**Zadanie do wykonania:** Przepisz cały poniższy wykaz razem z poleceniami, ale bez obrazów. Każdą współrzędną punktów w odpowiedziach pomnóż przez 2,3 i zaokrąglij do liczby całkowitej (połówki w górę), a liczby w poleceniach, także we wzorach zapisu, pozostaw bez zmian.

Wpisy z oznaczeniami położenia na obrazach:

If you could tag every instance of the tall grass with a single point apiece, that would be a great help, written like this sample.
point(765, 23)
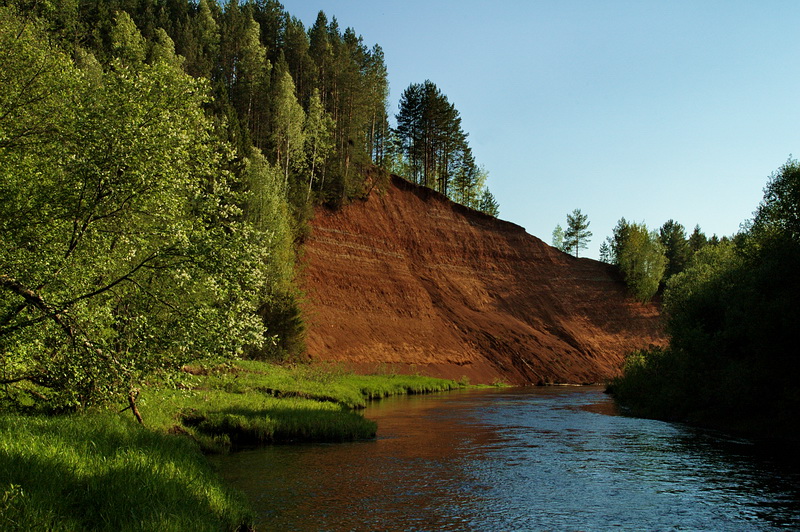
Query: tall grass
point(102, 472)
point(253, 402)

**Odpowiedź:**
If you could tag every instance of the tall grass with a single point apiece, that would be a great help, written like this sample.
point(765, 23)
Query: tall grass
point(235, 1086)
point(582, 925)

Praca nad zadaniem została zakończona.